## Exercise requirements:
Filter the entries below down to the lines that hold "wing".

• • • • • • •

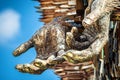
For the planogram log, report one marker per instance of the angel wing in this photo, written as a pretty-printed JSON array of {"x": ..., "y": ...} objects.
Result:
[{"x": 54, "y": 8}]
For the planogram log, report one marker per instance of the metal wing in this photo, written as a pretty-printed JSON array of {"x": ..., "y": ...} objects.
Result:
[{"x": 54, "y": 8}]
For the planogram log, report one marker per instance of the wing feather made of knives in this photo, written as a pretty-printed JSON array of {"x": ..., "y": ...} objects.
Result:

• • • • • • •

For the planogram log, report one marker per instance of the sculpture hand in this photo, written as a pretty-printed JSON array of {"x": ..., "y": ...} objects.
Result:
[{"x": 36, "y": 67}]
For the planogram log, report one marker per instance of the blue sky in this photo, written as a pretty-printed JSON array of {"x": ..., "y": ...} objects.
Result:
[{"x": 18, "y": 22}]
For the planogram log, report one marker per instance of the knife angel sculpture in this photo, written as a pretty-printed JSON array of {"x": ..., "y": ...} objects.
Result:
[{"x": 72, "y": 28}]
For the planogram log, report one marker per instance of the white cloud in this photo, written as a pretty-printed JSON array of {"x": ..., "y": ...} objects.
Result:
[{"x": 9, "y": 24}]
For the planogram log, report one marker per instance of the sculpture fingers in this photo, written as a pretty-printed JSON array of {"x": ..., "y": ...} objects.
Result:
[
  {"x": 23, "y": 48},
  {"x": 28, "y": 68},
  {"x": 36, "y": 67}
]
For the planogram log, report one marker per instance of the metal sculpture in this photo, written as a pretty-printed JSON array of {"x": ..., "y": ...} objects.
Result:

• • • • • • •

## Answer for the task:
For the planogram log, report one marker per instance of the angel wing in this photo, written as a pretty-printed JSON array of {"x": ..., "y": ...} objects.
For the planogram log, report one marker per instance of the metal wing in this photo, written as a pretty-printed JSON array of {"x": ..., "y": ...} objects.
For the planogram log, report one marker per instance of the wing feather made of knives in this photo, written as a pretty-printed JSON array of {"x": ..., "y": ...} objects.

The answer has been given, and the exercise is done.